**Source document**
↓

HAUNTED LIVE Lotz House horrors uncovered in latest investigation

Haunted Live Lotz House 1

The Tennessee Wraith Chasers again took to Facebook Live to reveal the location of their next investigation a day early — and it’s a doozy. Last week, TWC broadcast from Tennessee’s notorious Cragfont House for the first time in the mansion’s history; this week, the Haunted Live Lotz House episode will delve deep into the landmark’s horrific past. That past, all 170 years of it, is centered around the Civil War bloodbath responsible for so many of Lotz House’s alleged hauntings today.



The Lotz House history includes an infamous Civil War slaughter

Johann Albert Lotz, the Lotz House’s namesake, was a carpenter and piano maker who emigrated to the United States from Germany. He bought the five acres on which the house originally stood in 1855, and finished construction of his home in 1858.

According to its official web site, the Lotz House is a testament to Johann’s skill as a craftsman. It features three handmade fireplace mantel, each in a different wood, and a bevy of “hand-carved acorn finials, millwork, and cartouches” on the exterior. Most impressive of all is the “free-floating, black walnut wrap-around hand rail and cantilevered staircase.” No wonder, then, that the house has been on the National Register of Historic Places since 1976 at least in part for its detailed woodwork.

↑

**Work task**
Answer these questions from the Lotz House article:
1. On what platform did the Tennessee Wraith Chasers reveal the location of their next investigation?
2. In what year did Johann Albert Lotz finish building his home?
3. Since what year has the house been on the National Register of Historic Places?

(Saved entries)
↓

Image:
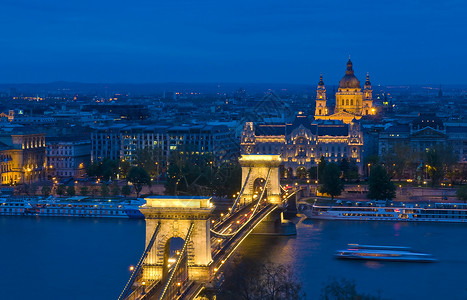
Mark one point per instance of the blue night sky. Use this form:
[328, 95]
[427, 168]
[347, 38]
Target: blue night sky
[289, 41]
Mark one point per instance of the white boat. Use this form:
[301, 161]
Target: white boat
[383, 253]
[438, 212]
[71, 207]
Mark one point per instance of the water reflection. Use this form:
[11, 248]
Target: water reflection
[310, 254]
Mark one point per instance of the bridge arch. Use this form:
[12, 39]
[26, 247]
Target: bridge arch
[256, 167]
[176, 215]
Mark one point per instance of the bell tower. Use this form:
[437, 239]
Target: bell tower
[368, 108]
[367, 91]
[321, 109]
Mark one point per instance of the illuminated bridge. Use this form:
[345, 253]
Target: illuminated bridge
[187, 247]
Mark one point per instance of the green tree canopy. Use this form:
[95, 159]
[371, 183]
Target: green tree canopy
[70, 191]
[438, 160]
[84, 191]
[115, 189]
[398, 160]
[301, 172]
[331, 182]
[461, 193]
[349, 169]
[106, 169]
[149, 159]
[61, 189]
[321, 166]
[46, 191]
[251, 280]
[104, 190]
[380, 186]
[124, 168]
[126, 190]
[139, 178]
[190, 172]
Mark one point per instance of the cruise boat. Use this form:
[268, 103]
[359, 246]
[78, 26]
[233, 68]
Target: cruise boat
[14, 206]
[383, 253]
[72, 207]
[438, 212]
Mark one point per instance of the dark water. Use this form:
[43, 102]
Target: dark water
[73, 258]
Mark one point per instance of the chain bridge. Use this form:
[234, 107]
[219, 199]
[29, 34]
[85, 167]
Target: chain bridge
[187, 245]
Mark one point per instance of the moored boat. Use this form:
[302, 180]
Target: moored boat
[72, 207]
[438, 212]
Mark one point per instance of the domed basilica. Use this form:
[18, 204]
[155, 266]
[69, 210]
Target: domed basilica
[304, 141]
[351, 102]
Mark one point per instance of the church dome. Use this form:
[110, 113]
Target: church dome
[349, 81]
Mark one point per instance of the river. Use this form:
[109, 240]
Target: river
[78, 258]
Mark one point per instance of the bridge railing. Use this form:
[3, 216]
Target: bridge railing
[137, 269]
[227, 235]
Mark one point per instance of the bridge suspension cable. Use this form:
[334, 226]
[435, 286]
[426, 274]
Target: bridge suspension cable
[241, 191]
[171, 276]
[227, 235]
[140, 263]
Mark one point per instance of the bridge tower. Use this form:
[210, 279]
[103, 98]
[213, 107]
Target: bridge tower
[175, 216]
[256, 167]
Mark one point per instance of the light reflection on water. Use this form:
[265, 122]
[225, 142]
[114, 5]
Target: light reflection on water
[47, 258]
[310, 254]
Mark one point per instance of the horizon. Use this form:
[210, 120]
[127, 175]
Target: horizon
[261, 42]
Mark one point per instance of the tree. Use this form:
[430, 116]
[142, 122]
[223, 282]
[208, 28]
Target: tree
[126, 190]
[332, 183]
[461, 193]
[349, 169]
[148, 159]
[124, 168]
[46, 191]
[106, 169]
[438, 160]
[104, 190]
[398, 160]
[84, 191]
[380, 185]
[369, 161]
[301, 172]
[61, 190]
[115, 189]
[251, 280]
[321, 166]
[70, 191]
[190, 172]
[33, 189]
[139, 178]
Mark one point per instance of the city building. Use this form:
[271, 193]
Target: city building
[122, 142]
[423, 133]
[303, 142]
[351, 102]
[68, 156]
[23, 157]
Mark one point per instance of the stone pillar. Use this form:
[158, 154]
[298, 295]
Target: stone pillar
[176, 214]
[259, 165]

↑
↓

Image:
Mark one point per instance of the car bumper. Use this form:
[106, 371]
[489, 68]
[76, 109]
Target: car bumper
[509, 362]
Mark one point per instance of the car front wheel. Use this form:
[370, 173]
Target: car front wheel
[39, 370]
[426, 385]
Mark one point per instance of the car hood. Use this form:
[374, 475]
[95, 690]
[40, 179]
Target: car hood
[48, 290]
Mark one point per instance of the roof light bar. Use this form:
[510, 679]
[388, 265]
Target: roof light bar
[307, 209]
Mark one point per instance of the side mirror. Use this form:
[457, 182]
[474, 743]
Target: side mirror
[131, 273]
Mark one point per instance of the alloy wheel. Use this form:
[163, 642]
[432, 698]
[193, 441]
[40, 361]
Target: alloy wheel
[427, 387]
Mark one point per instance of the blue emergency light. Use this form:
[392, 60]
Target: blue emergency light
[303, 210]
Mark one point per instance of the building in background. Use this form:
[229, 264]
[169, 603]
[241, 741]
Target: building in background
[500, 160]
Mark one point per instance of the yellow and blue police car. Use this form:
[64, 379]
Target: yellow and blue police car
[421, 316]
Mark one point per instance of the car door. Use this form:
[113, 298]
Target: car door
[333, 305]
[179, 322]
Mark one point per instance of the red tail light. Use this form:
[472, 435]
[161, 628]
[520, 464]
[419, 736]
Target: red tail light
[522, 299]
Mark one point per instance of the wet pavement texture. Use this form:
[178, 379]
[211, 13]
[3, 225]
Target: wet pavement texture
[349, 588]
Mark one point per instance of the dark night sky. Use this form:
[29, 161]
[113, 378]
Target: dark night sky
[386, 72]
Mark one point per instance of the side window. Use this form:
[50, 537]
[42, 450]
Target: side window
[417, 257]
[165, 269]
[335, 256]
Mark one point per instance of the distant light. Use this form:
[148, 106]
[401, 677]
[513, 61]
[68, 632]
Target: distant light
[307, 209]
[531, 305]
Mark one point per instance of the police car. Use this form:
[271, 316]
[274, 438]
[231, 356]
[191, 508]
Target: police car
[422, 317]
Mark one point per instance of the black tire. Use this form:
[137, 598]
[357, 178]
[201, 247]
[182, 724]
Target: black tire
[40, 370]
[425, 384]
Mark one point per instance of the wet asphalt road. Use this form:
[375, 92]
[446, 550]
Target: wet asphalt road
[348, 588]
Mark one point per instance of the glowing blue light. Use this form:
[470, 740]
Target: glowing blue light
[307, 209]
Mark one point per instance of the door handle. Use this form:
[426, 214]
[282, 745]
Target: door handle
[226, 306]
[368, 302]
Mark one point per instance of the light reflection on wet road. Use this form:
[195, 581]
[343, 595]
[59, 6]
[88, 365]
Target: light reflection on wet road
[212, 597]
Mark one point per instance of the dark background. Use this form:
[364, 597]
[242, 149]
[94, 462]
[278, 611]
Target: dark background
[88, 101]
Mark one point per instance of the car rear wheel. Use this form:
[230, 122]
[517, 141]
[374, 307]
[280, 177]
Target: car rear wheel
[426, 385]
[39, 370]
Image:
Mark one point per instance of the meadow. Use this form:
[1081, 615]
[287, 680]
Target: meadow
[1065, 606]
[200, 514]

↑

**Task response**
1. Facebook Live
2. 1858
3. 1976